TO DO —
Reproduce the items word for word, from their start through the line containing "positive clicks: (113, 128)", with that line included.
⁂
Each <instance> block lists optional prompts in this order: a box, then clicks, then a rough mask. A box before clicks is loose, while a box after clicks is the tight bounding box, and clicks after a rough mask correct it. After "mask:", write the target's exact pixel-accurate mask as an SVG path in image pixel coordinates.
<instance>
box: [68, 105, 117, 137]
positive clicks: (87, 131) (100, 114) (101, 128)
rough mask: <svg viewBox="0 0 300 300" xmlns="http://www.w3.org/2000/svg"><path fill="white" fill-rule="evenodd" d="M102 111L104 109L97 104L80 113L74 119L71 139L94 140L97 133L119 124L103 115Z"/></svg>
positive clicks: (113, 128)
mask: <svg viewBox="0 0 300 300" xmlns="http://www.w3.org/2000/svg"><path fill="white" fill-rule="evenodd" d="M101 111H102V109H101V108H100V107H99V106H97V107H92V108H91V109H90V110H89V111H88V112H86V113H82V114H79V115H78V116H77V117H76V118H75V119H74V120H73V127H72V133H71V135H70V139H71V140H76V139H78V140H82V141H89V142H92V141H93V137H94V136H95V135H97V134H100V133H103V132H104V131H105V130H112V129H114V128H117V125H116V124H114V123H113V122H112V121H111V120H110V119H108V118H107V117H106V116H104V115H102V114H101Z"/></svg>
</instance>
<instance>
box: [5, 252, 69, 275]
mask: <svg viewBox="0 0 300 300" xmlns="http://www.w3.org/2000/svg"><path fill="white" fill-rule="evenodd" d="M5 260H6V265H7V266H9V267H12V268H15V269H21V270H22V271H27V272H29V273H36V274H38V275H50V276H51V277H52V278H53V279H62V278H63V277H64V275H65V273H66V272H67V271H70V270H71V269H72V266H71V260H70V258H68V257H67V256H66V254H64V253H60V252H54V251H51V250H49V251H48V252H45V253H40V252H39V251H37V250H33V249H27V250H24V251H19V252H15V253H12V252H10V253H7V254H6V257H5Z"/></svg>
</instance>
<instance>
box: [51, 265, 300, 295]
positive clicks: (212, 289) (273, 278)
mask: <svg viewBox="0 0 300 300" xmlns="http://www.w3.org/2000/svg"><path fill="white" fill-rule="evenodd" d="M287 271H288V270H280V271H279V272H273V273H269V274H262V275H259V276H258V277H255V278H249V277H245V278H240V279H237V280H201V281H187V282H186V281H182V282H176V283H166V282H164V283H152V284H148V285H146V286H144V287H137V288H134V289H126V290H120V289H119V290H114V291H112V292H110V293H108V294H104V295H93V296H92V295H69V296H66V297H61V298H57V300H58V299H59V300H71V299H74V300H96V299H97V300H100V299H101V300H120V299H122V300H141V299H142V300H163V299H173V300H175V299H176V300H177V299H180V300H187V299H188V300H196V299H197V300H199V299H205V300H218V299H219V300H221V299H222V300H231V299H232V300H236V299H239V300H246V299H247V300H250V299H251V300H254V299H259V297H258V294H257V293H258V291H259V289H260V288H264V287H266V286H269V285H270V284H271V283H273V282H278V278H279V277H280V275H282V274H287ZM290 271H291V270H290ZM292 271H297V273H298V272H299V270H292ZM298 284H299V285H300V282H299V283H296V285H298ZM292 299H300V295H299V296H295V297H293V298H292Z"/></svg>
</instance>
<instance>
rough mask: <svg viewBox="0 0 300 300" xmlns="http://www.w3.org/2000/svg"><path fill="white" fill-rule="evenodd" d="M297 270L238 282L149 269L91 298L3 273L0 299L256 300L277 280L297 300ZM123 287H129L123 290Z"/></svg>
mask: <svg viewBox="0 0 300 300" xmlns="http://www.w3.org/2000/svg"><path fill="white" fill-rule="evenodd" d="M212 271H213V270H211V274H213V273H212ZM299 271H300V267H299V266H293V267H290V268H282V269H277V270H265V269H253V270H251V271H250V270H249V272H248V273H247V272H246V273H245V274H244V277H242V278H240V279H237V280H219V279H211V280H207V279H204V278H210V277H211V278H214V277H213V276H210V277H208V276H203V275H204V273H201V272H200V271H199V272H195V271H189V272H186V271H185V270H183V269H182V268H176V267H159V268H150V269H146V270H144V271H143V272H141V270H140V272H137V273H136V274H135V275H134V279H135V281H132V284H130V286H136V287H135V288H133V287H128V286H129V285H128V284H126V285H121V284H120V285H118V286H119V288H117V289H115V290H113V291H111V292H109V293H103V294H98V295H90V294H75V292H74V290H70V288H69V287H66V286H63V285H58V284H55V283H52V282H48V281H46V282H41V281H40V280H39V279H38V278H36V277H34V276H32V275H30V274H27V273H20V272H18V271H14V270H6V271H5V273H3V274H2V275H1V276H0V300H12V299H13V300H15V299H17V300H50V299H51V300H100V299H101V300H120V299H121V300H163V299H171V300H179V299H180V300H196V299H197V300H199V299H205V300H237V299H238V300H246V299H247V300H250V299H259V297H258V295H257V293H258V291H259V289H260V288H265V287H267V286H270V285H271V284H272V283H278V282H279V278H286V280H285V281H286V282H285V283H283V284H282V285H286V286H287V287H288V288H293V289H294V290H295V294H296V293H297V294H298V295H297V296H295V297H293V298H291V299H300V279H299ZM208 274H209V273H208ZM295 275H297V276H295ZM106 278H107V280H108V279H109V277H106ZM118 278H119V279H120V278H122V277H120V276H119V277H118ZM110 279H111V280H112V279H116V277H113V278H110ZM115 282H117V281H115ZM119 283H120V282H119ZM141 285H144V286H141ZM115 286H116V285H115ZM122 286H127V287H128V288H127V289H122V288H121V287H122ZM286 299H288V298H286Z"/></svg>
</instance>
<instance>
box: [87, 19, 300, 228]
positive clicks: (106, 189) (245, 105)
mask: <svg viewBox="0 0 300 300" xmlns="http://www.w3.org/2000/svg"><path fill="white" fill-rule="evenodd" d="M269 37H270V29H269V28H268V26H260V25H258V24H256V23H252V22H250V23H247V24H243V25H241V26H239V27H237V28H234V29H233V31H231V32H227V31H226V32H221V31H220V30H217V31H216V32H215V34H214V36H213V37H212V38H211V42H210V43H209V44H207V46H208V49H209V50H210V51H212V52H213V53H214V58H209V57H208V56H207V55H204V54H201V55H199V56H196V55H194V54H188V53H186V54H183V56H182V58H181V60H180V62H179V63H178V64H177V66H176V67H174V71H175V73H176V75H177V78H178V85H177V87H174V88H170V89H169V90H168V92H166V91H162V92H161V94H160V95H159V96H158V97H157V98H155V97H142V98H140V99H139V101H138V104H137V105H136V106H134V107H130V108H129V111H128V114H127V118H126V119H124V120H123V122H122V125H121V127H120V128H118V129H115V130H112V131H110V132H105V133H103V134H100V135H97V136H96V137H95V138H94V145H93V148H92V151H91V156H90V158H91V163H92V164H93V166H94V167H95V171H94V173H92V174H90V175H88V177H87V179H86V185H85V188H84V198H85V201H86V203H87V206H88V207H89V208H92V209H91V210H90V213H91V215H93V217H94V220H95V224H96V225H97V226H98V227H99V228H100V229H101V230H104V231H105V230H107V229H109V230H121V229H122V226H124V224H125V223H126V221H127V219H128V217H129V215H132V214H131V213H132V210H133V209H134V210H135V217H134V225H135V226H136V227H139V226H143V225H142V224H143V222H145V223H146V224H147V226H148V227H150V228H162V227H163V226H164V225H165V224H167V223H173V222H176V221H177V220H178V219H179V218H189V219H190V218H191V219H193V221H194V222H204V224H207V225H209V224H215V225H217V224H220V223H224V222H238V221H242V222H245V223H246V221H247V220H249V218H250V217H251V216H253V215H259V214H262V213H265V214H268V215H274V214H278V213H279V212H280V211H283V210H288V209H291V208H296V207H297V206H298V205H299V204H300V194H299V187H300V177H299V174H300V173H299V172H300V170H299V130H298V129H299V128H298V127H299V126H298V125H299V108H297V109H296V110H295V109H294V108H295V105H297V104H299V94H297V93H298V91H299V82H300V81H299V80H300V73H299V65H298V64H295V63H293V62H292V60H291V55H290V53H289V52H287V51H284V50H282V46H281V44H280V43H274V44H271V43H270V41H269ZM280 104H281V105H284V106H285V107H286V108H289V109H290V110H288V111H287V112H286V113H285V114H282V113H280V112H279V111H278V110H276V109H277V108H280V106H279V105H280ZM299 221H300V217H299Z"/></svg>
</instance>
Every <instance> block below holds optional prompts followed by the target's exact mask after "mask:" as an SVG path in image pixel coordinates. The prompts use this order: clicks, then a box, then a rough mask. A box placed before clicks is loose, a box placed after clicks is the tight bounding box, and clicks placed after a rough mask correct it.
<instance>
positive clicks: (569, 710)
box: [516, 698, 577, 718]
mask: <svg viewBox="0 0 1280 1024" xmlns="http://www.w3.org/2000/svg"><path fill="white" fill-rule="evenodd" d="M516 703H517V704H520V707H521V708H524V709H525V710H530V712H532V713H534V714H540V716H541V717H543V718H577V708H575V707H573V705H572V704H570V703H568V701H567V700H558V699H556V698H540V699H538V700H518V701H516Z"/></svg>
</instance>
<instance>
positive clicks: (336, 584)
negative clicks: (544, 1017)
⁂
OUTPUT FOR THIS TASK —
Each <instance> block lists optional prompts in this order: a box, then clicks, then a rough mask. A box before clicks is loose, while a box after clicks is the tight bounding box, and clicks after a rough mask correct it. After "mask:", write the target's exact pixel-accurate mask as an SVG path in image pixel coordinates.
<instance>
box: [68, 105, 117, 137]
positive clicks: (87, 131) (100, 114) (101, 128)
rough mask: <svg viewBox="0 0 300 300" xmlns="http://www.w3.org/2000/svg"><path fill="white" fill-rule="evenodd" d="M102 111L104 109L97 104L80 113L74 119L71 139L94 140L97 133L119 124L103 115Z"/></svg>
positive clicks: (113, 128)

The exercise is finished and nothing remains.